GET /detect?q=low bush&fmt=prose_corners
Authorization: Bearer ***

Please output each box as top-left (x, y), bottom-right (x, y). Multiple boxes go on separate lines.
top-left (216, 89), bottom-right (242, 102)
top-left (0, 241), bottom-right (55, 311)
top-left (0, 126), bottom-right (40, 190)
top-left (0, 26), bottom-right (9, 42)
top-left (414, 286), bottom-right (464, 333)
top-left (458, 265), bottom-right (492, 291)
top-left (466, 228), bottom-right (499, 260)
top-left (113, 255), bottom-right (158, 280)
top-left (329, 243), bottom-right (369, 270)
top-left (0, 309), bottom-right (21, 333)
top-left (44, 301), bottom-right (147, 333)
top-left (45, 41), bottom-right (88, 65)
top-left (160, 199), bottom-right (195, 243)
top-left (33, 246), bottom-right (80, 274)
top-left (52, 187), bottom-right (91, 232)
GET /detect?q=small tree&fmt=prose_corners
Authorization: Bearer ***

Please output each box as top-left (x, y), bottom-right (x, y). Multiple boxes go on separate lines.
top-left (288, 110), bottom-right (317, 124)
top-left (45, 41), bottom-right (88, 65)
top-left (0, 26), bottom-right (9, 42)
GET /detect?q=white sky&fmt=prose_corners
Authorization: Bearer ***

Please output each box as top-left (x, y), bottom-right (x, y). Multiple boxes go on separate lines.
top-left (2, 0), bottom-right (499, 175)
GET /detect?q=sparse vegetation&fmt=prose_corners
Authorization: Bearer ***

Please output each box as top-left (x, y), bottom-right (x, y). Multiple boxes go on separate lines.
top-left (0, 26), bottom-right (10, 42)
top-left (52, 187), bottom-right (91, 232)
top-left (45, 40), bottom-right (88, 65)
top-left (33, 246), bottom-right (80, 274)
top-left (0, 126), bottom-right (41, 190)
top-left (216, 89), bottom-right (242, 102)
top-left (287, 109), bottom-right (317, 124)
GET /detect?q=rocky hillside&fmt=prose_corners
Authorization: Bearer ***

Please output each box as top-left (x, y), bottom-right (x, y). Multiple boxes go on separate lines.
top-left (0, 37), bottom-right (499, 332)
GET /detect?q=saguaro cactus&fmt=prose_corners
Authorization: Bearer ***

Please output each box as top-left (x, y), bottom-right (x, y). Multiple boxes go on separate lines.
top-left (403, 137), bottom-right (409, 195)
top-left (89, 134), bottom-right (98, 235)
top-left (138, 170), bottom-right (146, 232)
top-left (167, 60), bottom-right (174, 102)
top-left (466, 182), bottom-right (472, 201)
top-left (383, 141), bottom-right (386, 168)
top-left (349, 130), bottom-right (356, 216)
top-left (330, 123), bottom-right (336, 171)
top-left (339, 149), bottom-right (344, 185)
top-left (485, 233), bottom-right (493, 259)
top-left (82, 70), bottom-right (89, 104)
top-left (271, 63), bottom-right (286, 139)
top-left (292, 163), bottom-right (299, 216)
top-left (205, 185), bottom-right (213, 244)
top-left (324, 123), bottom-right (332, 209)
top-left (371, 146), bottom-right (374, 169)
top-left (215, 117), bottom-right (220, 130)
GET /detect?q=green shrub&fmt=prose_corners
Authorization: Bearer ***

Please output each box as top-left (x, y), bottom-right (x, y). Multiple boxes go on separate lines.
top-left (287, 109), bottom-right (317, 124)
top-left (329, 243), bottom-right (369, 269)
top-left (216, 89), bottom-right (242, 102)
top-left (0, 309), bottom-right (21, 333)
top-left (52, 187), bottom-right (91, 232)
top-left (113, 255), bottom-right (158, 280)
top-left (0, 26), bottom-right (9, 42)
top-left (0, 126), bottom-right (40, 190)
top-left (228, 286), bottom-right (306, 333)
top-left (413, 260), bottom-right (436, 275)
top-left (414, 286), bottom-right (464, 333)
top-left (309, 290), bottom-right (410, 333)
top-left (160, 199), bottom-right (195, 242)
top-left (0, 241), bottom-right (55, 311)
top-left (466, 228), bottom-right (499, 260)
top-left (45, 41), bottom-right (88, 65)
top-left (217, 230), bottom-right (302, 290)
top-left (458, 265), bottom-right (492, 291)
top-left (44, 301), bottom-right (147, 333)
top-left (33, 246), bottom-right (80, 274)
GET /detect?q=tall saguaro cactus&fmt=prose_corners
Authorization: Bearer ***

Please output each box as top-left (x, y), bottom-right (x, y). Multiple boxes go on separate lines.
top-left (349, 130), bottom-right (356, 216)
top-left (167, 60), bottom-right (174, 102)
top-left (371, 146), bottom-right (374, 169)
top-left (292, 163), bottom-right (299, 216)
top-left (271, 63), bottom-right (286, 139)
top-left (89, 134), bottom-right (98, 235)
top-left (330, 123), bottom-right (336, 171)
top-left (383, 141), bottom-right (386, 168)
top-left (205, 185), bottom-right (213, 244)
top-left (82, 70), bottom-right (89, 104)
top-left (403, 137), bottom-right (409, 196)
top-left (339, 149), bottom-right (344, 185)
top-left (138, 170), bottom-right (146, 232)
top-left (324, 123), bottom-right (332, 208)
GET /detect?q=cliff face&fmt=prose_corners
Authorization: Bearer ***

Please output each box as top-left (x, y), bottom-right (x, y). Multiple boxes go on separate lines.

== == ==

PROMPT: The lines you return should be those above that contain the word "saguaro", every one of them.

RESPONSE:
GET /detect?q=saguaro cactus&fmt=prose_corners
GET /detect?q=tall saguaro cactus&fmt=prose_corners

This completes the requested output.